-- DIRECTIVE --
Write out only the lines running from the one that contains "Spot the sea, then" to the end of the material, both ends included.

-- WORKING DATA --
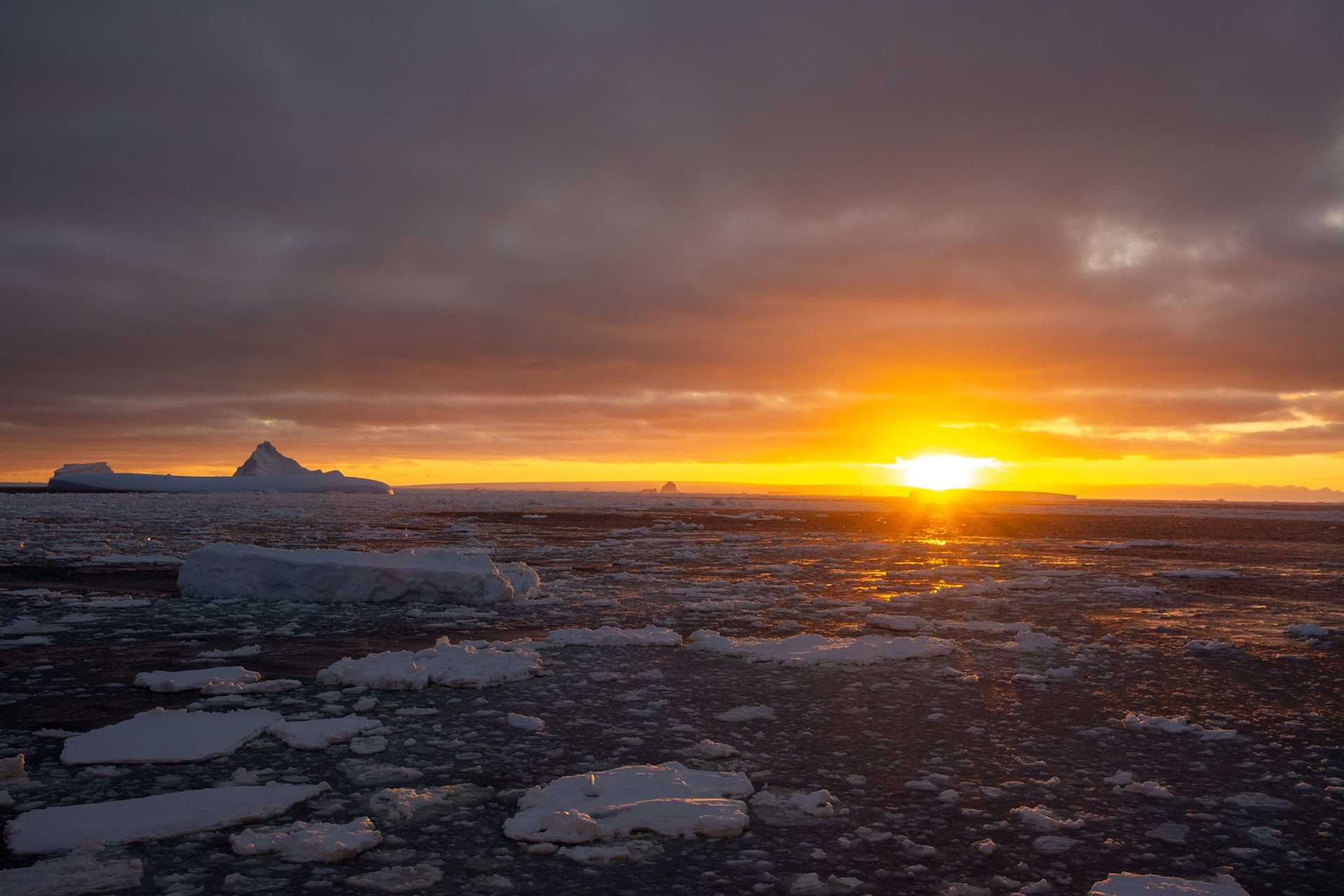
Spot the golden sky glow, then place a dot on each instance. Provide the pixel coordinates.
(651, 250)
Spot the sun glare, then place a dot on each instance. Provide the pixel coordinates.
(941, 472)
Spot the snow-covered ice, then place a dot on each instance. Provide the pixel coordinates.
(815, 649)
(1126, 884)
(319, 734)
(426, 575)
(195, 679)
(668, 799)
(308, 843)
(444, 664)
(168, 735)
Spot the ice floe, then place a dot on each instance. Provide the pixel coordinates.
(668, 799)
(131, 821)
(444, 664)
(308, 843)
(195, 679)
(1174, 726)
(1126, 884)
(168, 735)
(319, 734)
(403, 804)
(429, 575)
(815, 649)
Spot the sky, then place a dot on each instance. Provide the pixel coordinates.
(755, 242)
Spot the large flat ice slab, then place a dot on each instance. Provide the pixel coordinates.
(172, 681)
(305, 482)
(168, 735)
(432, 575)
(447, 664)
(815, 649)
(668, 799)
(132, 821)
(1129, 884)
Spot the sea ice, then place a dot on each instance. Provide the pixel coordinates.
(403, 804)
(400, 879)
(195, 679)
(444, 664)
(668, 799)
(430, 575)
(308, 843)
(612, 637)
(319, 734)
(1126, 884)
(132, 821)
(815, 649)
(168, 735)
(1174, 726)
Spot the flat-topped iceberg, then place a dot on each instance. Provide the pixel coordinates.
(265, 470)
(430, 575)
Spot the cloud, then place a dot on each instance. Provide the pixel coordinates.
(332, 216)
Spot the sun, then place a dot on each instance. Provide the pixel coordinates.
(940, 472)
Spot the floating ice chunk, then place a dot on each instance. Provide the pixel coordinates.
(1307, 630)
(668, 799)
(715, 750)
(610, 637)
(398, 879)
(168, 735)
(1032, 643)
(815, 649)
(1174, 726)
(897, 624)
(819, 804)
(1042, 818)
(80, 872)
(132, 821)
(444, 664)
(308, 843)
(195, 679)
(1209, 647)
(1168, 832)
(403, 804)
(634, 850)
(319, 734)
(1257, 801)
(274, 685)
(248, 650)
(526, 723)
(1129, 884)
(1199, 574)
(1144, 789)
(432, 575)
(526, 580)
(746, 713)
(1054, 844)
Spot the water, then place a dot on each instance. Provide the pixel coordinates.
(745, 567)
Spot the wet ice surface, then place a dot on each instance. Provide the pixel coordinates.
(1065, 752)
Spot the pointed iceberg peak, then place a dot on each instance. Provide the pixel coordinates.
(268, 461)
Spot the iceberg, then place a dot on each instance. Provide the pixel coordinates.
(429, 575)
(265, 470)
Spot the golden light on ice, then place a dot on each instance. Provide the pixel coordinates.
(941, 472)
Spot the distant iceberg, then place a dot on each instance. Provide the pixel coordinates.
(265, 470)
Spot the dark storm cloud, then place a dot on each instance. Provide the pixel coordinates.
(249, 199)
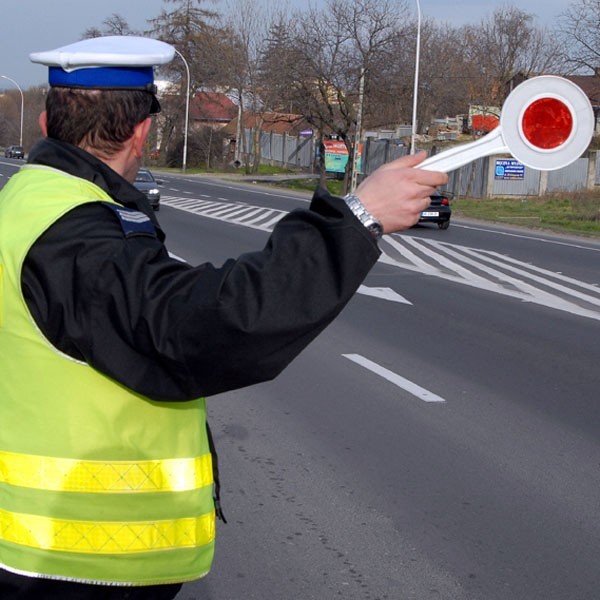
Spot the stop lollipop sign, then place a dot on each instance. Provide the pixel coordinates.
(546, 123)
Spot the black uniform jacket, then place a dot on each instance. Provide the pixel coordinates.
(172, 331)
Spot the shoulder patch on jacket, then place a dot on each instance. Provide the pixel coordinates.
(133, 222)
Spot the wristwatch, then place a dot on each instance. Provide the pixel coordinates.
(364, 216)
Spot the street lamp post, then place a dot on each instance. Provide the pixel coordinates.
(22, 105)
(187, 110)
(416, 87)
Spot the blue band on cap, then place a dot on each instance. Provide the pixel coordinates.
(103, 77)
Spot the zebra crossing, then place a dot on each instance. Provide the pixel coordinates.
(482, 269)
(257, 217)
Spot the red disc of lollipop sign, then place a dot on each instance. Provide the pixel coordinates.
(546, 123)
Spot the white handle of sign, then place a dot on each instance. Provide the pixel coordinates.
(459, 156)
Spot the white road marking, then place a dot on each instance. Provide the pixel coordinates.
(481, 269)
(383, 294)
(401, 382)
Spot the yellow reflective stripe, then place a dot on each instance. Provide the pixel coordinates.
(111, 477)
(0, 295)
(99, 537)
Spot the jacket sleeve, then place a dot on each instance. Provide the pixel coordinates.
(171, 331)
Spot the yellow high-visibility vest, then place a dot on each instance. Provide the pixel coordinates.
(97, 483)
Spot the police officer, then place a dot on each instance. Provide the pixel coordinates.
(108, 346)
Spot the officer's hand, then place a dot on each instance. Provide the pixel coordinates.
(396, 193)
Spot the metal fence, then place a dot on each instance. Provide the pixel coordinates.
(478, 179)
(282, 149)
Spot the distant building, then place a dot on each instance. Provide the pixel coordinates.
(211, 109)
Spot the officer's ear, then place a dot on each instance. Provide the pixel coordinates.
(140, 133)
(43, 123)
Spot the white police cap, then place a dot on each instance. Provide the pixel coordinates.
(111, 62)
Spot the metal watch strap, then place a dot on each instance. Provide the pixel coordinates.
(364, 216)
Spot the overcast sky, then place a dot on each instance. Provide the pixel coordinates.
(35, 25)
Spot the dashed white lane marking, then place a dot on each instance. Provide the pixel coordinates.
(383, 294)
(401, 382)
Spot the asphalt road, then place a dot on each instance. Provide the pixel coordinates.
(439, 441)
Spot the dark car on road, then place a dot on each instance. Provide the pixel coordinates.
(14, 152)
(438, 211)
(146, 183)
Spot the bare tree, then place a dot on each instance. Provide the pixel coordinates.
(330, 60)
(506, 45)
(113, 25)
(194, 32)
(579, 28)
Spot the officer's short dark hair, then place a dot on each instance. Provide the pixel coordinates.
(96, 120)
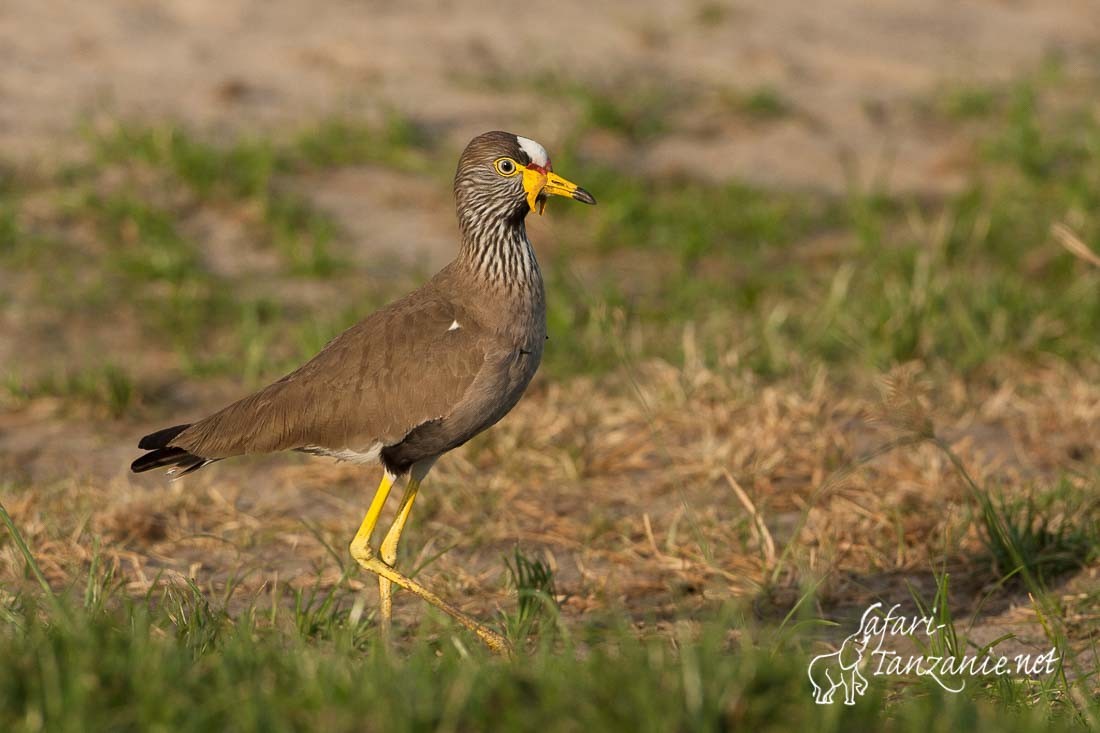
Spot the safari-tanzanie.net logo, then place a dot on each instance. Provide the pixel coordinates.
(873, 649)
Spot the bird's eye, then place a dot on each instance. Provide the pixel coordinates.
(505, 166)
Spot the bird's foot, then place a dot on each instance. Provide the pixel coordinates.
(387, 573)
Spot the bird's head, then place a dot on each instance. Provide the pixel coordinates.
(504, 176)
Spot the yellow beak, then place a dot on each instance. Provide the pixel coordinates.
(539, 185)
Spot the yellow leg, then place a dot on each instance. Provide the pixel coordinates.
(361, 550)
(387, 551)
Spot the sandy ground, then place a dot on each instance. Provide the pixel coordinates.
(850, 66)
(851, 69)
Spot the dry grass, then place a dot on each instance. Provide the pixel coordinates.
(657, 492)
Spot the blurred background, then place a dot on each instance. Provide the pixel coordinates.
(796, 200)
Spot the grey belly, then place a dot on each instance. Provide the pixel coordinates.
(491, 397)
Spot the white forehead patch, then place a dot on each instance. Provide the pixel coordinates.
(535, 151)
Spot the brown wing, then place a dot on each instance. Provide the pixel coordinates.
(374, 383)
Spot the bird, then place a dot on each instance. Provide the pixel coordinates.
(416, 379)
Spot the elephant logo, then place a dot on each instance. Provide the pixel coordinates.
(840, 668)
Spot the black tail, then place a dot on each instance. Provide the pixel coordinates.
(161, 455)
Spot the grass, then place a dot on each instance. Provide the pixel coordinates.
(697, 330)
(175, 660)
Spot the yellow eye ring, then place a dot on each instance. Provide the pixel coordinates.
(506, 166)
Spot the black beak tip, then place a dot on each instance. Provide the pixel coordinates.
(584, 196)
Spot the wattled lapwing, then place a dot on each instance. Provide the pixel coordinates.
(418, 378)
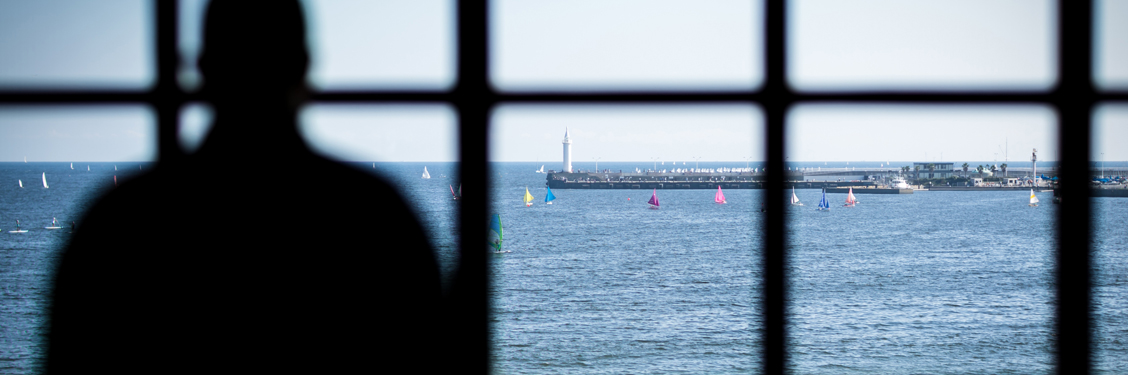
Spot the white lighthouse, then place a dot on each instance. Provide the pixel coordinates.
(567, 151)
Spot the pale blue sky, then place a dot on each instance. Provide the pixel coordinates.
(599, 45)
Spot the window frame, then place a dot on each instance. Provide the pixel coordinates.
(1073, 97)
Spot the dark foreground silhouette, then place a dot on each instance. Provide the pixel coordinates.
(254, 254)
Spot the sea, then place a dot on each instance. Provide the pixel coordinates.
(597, 282)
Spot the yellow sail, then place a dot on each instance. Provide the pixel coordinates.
(528, 198)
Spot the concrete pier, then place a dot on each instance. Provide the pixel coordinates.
(687, 180)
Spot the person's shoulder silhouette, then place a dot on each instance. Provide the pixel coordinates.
(254, 253)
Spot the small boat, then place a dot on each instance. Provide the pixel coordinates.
(851, 201)
(824, 205)
(17, 228)
(548, 195)
(496, 235)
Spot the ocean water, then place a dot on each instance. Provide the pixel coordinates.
(936, 282)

-- COMPLETED TASK --
Spot the sea, then place a dot on each instance. Provide the pixel coordinates.
(597, 282)
Spot the yellow sail, then place a dot on each instance. Provide the pixel coordinates.
(528, 198)
Spot the concrete pier, then place a dot on each instance. Provide the pixel coordinates.
(687, 180)
Spot the person's shoulder silhouette, then place a dot on each instance. Provide the pixel coordinates.
(254, 253)
Spot the small boat, then place a dot on each instance. Provide the pixel coordinates.
(851, 201)
(824, 205)
(17, 228)
(548, 195)
(496, 235)
Spot the ocean water, then place a dot on each instance. Provide the pixel coordinates.
(936, 282)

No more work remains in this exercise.